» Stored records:
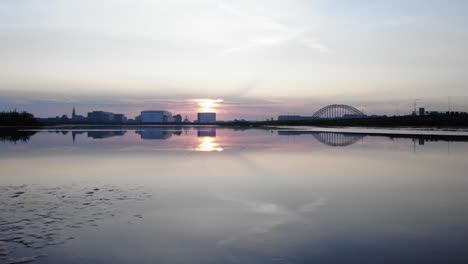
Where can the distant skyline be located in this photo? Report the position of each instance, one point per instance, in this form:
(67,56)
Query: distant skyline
(263,58)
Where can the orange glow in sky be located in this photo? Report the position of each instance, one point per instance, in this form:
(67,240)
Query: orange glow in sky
(208,105)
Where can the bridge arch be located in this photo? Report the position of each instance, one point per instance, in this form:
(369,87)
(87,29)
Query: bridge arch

» WHAT THE TASK ASKS:
Give the count of lines in the entries above that hold the word "instance", with no other words.

» EXERCISE SOLUTION:
3